TEXT PROVIDED:
┌────────
= LNB Élite Awards =

Basketball awards

The LNB Élite Awards are the individual awards of the top-tier level men's professional club basketball league in France, the LNB Élite. Maxi-Basket holds the vote, and calls it the referendum. The distinction of the Coach of the Year is awarded by the Coaches' Basketball Union.

==Player of the Year awards (before 1983)==
Before 1983, the title of the best player in the league was sometimes assigned by a panel of journalists, but the charts are incomplete.

- Jean Degros (Denain) was voted the best player of the year in the 1962–63 season.
- Alain Gilles (ASVEL) was voted the best player of the year in the 1964–65, 1966–67, and 1967–68 seasons.
- Michel Le Ray (ABC Nantes) was voted the best player of the year in the 1965–66 season.
- Pierre Galle (AS Berck) was voted the best player of the year in the 1972–73 and 1973–74 seasons.

==Awards (since 1983)==
Between 1983 and 2005, the monthly Maxi-Basket conducted a vote of the players and head coaches of the league. Since 2005, the coaches and captains of the LNB Élite clubs, and a panel of fifty journalists are asked to vote. Since the 2014–15 LNB Pro A season, the MVP award is a single unified award. Prior to that, it was divided into two separate awards, one for French players, and one for non-French players.
└────────
DATASET:
┌────────
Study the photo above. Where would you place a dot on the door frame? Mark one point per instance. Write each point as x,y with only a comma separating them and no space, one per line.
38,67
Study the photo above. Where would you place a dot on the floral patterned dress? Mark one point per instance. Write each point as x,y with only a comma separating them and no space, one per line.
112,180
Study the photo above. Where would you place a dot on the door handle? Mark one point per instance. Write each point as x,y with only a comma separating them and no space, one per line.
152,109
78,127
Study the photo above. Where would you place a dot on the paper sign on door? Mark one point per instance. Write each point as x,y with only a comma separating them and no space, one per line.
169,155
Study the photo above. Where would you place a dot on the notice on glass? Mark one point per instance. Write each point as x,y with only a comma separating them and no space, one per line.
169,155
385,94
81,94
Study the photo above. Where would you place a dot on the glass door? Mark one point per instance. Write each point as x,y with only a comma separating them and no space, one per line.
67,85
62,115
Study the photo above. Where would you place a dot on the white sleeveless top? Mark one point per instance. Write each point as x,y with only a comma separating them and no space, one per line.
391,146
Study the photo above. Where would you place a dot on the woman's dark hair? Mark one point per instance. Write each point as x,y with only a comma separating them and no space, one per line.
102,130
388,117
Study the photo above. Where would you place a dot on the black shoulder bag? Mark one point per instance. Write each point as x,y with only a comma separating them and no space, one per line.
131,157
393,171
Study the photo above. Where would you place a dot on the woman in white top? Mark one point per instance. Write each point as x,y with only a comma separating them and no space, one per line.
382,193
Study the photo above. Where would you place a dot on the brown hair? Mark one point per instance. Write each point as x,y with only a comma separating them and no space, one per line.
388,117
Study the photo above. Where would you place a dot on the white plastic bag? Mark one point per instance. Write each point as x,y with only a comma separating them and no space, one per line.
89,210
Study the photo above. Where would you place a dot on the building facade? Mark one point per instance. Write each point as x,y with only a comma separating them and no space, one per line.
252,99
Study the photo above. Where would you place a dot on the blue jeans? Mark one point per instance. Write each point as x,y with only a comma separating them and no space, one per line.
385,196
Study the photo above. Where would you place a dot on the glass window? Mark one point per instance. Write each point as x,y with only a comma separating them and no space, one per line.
└────────
STUDY QUESTIONS:
- 1) In the LNB Élite Awards text, who awards the Coach of the Year distinction?
- 2) List every player the LNB Élite Awards text names as voted best player of the year before 1983.

RESPONSES FOR EACH TASK:
- 1) The Coaches' Basketball Union.

- 2) Jean Degros, Alain Gilles, Michel Le Ray, Pierre Galle